## What is required
With the pictures left aside, write out the entries that follow exactly.

>>>>>

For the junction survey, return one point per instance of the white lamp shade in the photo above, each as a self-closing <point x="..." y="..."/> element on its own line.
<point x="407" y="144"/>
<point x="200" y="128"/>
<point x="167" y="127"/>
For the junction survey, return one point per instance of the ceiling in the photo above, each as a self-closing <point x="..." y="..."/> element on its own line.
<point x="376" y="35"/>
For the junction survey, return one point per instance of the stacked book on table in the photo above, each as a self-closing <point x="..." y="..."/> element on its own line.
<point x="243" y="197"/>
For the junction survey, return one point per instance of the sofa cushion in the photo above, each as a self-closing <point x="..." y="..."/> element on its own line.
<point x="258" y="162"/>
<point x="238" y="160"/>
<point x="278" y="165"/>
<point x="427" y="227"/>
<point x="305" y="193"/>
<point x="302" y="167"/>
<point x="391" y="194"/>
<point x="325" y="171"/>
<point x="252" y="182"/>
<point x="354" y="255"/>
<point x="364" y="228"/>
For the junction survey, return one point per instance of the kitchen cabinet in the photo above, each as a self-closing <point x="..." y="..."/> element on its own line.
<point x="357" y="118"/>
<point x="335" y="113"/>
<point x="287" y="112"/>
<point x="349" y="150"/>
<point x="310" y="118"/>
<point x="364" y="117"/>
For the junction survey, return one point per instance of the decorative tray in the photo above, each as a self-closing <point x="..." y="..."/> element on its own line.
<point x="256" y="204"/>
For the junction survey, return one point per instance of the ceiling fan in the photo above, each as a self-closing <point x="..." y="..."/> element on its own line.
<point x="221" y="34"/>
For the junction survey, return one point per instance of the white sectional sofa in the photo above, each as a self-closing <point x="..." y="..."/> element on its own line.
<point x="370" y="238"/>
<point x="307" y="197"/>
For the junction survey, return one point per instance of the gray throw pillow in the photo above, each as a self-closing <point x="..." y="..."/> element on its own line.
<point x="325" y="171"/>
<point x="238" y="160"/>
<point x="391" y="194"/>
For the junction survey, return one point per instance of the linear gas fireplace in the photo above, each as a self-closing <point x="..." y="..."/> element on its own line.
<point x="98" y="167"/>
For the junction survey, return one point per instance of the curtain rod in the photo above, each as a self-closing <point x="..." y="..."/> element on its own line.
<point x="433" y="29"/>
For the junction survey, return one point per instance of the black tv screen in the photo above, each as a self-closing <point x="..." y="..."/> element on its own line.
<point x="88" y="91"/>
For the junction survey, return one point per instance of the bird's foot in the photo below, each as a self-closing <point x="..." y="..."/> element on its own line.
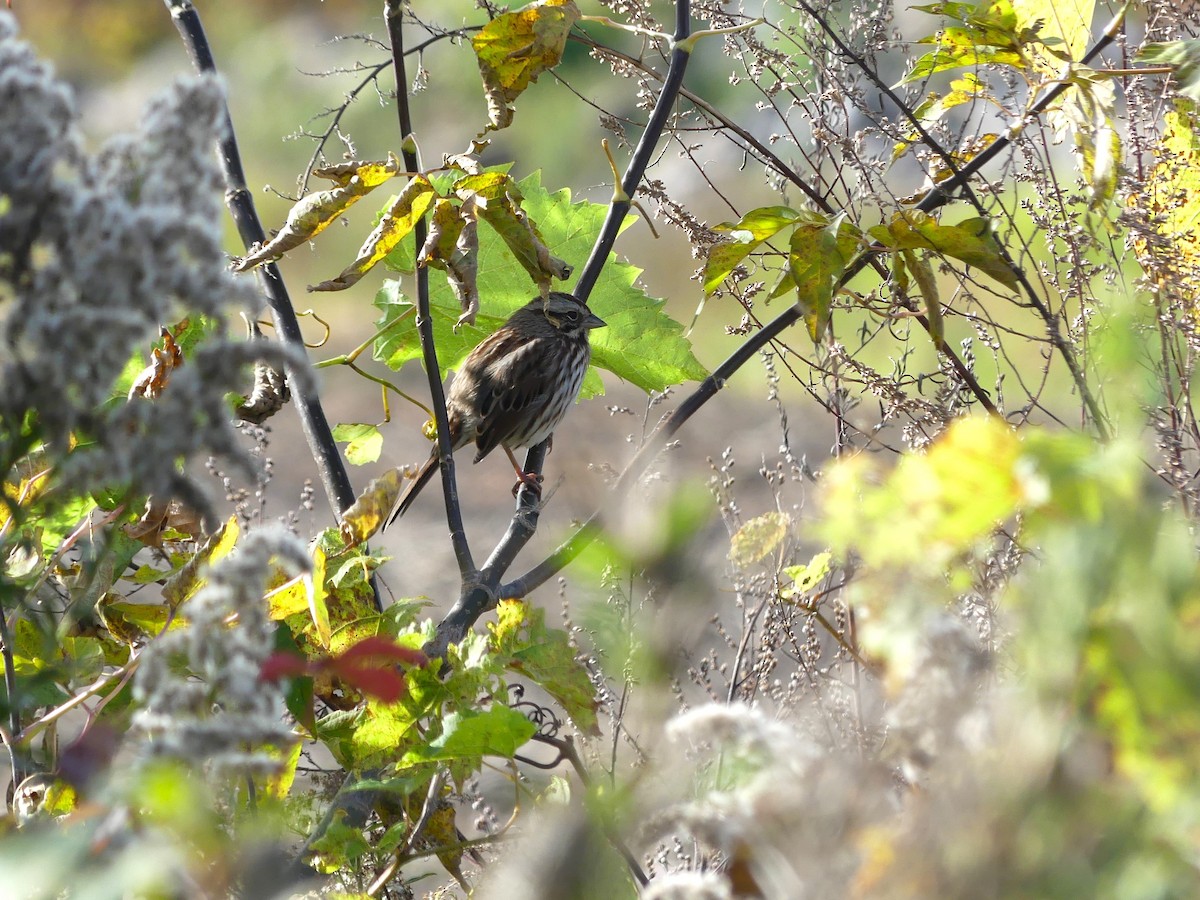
<point x="531" y="480"/>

<<<<<

## Output for this exercise
For the junction survey, return one point per instance of the white lamp shade in the photo above, each as a self-closing <point x="..." y="..."/> element on its own line.
<point x="407" y="144"/>
<point x="200" y="128"/>
<point x="167" y="127"/>
For the junction survey, return one point per instance of the ceiling in the photo above, each as a self-closing <point x="..." y="..."/> element on its own line.
<point x="376" y="35"/>
For the junction survey, return one point per instance of the stacked book on table in the photo above, each as a self-closing <point x="..." y="..."/> element on its own line.
<point x="243" y="197"/>
For the junction survey, return one point per instance of the sofa cushion in the photo above, each as a self-closing <point x="..." y="..."/> element on its own line.
<point x="258" y="162"/>
<point x="238" y="160"/>
<point x="278" y="165"/>
<point x="427" y="227"/>
<point x="305" y="193"/>
<point x="302" y="167"/>
<point x="391" y="194"/>
<point x="325" y="171"/>
<point x="252" y="182"/>
<point x="354" y="255"/>
<point x="364" y="228"/>
For the junction survey, return one point per instance of the kitchen cabinet in the photo above, each as a self-closing <point x="..." y="..."/> element on its own line.
<point x="357" y="118"/>
<point x="335" y="113"/>
<point x="287" y="112"/>
<point x="349" y="150"/>
<point x="310" y="118"/>
<point x="364" y="117"/>
For the junction survey, return one point per instance of the decorative tray in the photo above, each as a self-closing <point x="..." y="..."/> element on its own line.
<point x="256" y="204"/>
For the junction survey, return one point per instance of the ceiling fan in the photo above, each as a self-closing <point x="..." y="..."/> element on its own line.
<point x="221" y="34"/>
For the junction survey, return one point per instance of the white sectional sofa in the photo above, each as a self-closing <point x="..." y="..."/> element on its own line.
<point x="370" y="238"/>
<point x="307" y="197"/>
For the junction survey, return one point per instance of the gray throw pillow in the photo above, each as a self-closing <point x="..." y="..."/> element on its own line.
<point x="325" y="171"/>
<point x="238" y="160"/>
<point x="391" y="194"/>
For the junction survey, return one point per instance of the linear gas fireplace in the photo above, each as a self-closing <point x="..." y="..."/> element on its own line.
<point x="98" y="167"/>
For the junction survey, return one point per instance of the curtain rod in the photo above, each as a self-closing <point x="..." y="..."/> element on its own line.
<point x="433" y="29"/>
For the junction survey, return one point per instance of the black tv screen in the photo above, each as a self-closing <point x="..." y="..."/> element on its own line.
<point x="88" y="91"/>
For the junction survey, return one point per instance of the bird's foot in the photo below, each as a self-closing <point x="..." y="..."/> element on its own line.
<point x="531" y="480"/>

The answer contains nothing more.